TO DO:
Return, without any change, the part of the records that begins with the line containing "Point to the red flag" and ends with the line containing "x=176, y=191", including both of those lines.

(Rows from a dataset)
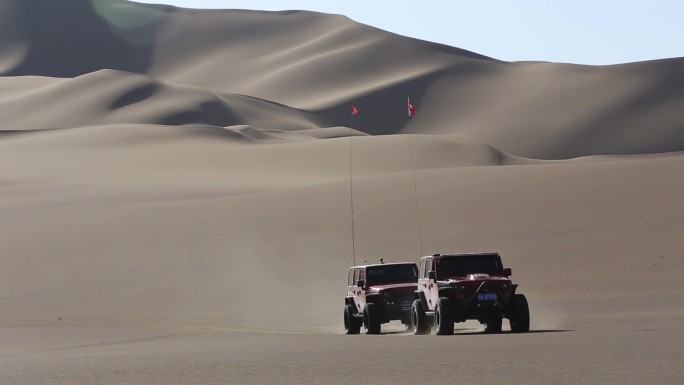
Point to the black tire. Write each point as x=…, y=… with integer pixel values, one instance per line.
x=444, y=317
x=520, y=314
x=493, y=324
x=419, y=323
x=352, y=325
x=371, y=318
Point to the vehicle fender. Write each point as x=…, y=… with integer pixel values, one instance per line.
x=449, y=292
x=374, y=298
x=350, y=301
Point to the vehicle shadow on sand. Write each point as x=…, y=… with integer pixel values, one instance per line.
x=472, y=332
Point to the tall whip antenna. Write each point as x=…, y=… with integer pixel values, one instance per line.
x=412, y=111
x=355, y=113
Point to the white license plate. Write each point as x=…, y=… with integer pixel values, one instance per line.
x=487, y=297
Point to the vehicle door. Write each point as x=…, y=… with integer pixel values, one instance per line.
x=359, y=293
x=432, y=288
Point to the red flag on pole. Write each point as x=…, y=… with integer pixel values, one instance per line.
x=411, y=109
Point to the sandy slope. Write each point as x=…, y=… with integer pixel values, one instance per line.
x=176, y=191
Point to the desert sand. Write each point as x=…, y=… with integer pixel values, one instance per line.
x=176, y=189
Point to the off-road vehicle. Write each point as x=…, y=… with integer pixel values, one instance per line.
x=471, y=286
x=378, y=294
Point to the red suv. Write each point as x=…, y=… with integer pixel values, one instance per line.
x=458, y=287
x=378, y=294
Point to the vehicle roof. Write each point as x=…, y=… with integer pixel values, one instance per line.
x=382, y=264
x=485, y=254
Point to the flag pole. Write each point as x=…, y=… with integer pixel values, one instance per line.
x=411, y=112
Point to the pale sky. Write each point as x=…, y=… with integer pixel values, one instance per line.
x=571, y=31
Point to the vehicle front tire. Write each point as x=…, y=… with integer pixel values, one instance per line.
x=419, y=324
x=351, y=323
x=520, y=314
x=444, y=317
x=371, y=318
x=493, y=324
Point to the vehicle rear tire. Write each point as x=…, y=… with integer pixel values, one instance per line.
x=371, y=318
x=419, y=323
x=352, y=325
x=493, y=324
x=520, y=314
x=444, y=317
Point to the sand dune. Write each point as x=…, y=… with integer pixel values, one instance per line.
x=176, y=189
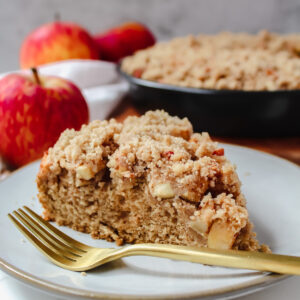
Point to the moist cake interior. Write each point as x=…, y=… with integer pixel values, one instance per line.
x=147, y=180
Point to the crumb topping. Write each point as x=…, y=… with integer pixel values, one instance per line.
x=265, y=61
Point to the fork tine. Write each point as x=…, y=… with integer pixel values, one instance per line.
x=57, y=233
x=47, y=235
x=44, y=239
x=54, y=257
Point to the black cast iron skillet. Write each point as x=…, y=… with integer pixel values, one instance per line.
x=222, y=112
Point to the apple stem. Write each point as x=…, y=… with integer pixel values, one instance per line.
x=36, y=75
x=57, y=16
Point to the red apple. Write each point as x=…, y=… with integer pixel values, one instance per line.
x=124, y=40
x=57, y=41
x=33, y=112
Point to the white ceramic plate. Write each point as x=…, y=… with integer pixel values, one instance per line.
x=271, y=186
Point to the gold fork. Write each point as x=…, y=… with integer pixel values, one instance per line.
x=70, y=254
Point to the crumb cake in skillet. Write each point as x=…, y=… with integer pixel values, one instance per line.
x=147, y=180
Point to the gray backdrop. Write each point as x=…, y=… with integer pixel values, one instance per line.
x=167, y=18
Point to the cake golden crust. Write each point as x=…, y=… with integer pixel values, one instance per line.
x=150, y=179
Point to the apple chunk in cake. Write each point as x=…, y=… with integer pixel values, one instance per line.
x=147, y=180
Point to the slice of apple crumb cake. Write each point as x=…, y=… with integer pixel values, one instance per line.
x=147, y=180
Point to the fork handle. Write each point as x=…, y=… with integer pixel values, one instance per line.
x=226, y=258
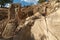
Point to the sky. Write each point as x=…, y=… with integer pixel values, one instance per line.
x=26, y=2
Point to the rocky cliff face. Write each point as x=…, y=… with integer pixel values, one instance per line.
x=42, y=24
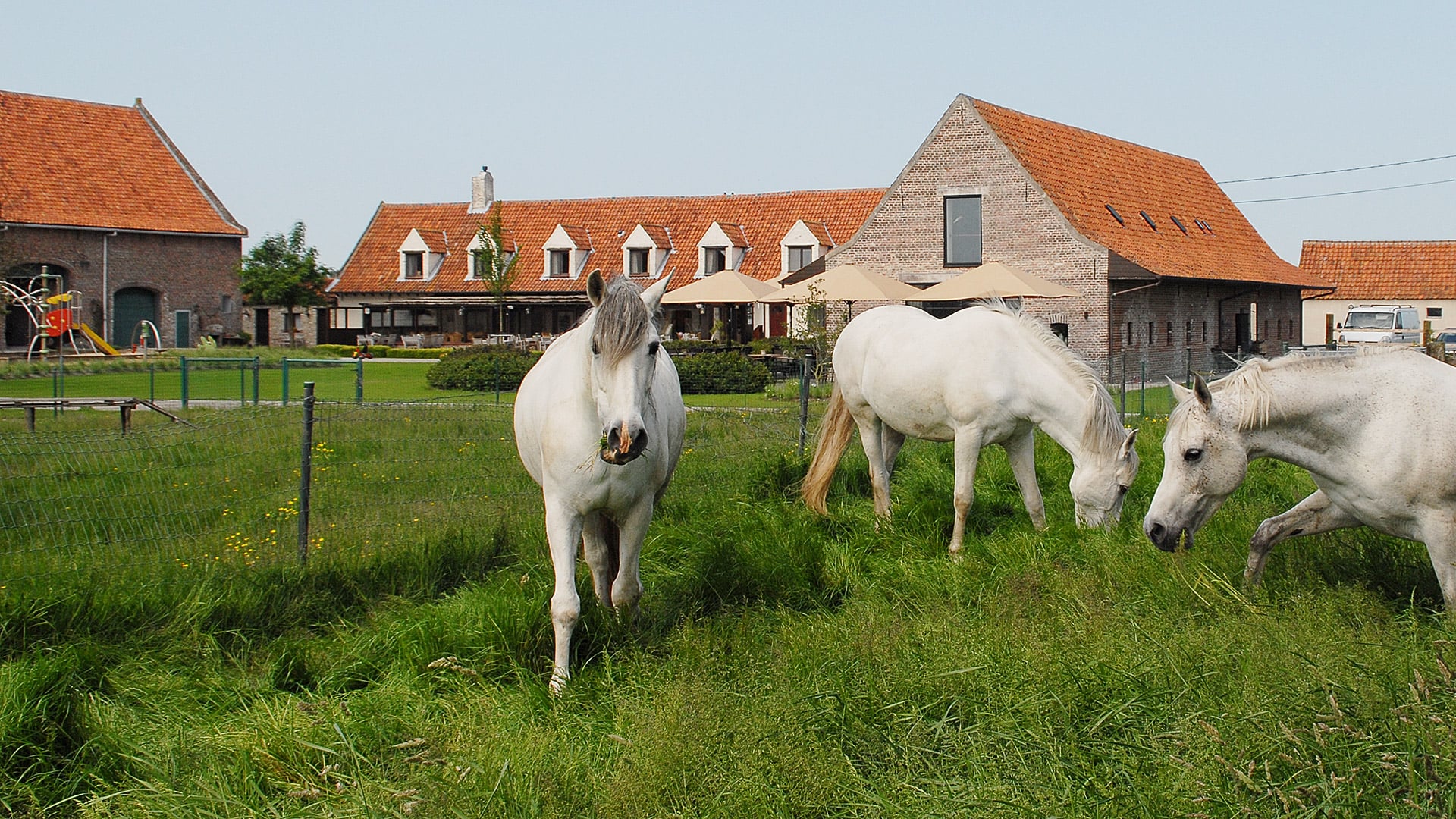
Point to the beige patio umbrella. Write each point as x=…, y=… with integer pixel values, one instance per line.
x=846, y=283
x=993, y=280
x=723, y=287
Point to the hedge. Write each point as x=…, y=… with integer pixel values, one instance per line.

RESULT FOR THIS EXERCISE:
Point to the red flag on pole. Write each point as x=…, y=… with integer pixel values, one instance per line.
x=411, y=109
Point to the sandy slope. Write each point as x=…, y=… with integer pixel values, one instance per line.
x=176, y=191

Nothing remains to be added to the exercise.